**EXERCISE TASKS**
[1] Please retype the stretch of the pay discrimination passage from "Most people do" through "away with it.", word for word.
[2] Tell whether each statement agrees with the pay discrimination passage, answering yes or no and quoting the words that decide it. (a) The Lilly Ledbetter Fair Pay Act was the first law President Barack Obama signed. (b) Texas law requires a pay discrimination charge to be filed within 300 days of the adverse action. (c) Texas has adopted a state version of the Lilly Ledbetter Act.

**DOCUMENT PASSAGE**
So, Lilly Ledbetter lost.

However, Ruth Bader Ginsburg’s brilliant dissent explained how this outcome was a complete travesty of justice. She eloquently explained how companies hide pay discrimination and make it hard for a woman to discover she is underpaid compared to male peers.  She decried the injustice of it.

The many people who recognized the injustice of this result went to work.  They changed the law. 

In 2009, the first law that President Barack Obama signed into effect was the Lilly Ledbetter Fair Pay Act.  This law revised Title VII to clarify that the deadline to file a complaint of pay discrimination runs from each discriminatory paycheck—not the original decision to pay the employee less.

This landmark law changes the game and gives women a true chance to discover and timely file pay discrimination claims.

However, our work is not done.

Most people do not appreciate that the Texas law protecting women from pay discrimination claims requires that a charge be filed within 180 days of the “adverse action.”  For the past ten years, Texas refused to amend this law to adopt a state version of the Lilly Ledbetter Act.

So, in Texas, to pursue a pay discrimination claim under state law, you must file a charge of discrimination within 180 days of when the discriminatory pay decision was made by the company. 

Because companies take pains to keep salary data confidential, the odds of employees meeting that deadline are slim.

Texas lawmakers are failing women.  There is no good reason not to adopt a state equivalent of the Lilly Ledbetter Act—unless it is just an effort to allow companies to continue to pay women less and get away with it.

It is time to ask more of our Texas state senators and representatives. As we head into a new legislative session in 2021, ask them to do more.

 Let us continue the fight Ruth Bader Ginsburg started. If you do not like the law, change the law.

**EXTRACTED ENTRIES**
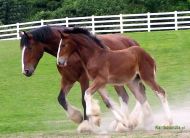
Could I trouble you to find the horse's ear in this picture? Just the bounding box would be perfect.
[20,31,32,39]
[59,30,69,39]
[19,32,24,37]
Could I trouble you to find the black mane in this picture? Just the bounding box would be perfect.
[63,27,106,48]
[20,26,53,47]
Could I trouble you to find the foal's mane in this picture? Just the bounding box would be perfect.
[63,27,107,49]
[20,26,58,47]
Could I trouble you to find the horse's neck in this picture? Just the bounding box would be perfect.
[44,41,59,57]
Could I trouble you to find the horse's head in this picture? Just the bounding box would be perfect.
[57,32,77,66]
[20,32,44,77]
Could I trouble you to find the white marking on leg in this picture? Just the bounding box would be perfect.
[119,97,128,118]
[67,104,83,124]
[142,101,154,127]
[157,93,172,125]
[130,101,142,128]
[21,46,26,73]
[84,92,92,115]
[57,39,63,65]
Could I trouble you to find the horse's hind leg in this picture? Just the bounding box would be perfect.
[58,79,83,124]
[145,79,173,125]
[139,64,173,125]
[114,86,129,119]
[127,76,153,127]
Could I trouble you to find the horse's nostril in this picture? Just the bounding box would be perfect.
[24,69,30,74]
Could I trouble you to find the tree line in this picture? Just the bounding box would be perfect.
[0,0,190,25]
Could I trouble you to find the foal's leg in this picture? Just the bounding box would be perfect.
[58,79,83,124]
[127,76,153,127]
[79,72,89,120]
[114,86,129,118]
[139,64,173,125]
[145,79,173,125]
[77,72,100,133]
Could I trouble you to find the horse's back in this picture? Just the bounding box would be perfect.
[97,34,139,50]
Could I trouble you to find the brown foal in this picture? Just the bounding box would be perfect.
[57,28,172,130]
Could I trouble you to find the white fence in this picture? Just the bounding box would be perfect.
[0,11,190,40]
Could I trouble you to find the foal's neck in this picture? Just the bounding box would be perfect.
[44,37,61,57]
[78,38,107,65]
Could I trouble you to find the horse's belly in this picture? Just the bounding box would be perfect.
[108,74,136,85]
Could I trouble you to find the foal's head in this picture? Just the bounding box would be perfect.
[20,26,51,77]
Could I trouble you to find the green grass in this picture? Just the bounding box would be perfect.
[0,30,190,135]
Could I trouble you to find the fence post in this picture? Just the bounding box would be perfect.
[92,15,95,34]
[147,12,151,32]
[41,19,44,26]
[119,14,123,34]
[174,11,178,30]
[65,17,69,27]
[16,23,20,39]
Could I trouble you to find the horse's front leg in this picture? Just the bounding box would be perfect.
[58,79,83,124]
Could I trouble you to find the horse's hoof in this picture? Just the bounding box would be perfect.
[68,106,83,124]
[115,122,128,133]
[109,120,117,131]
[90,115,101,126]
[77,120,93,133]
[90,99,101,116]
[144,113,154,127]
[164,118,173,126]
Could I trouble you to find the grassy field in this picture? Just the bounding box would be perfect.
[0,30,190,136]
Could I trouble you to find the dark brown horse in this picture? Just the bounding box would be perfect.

**RESULTS**
[1]
Most people do not appreciate that the Texas law protecting women from pay discrimination claims requires that a charge be filed within 180 days of the “adverse action.”  For the past ten years, Texas refused to amend this law to adopt a state version of the Lilly Ledbetter Act.

So, in Texas, to pursue a pay discrimination claim under state law, you must file a charge of discrimination within 180 days of when the discriminatory pay decision was made by the company. 

Because companies take pains to keep salary data confidential, the odds of employees meeting that deadline are slim.

Texas lawmakers are failing women.  There is no good reason not to adopt a state equivalent of the Lilly Ledbetter Act—unless it is just an effort to allow companies to continue to pay women less and get away with it.

[2]
(a) Yes: "In 2009, the first law that President Barack Obama signed into effect was the Lilly Ledbetter Fair Pay Act."
(b) No: "requires that a charge be filed within 180 days of the “adverse action.”"
(c) No: "For the past ten years, Texas refused to amend this law to adopt a state version of the Lilly Ledbetter Act."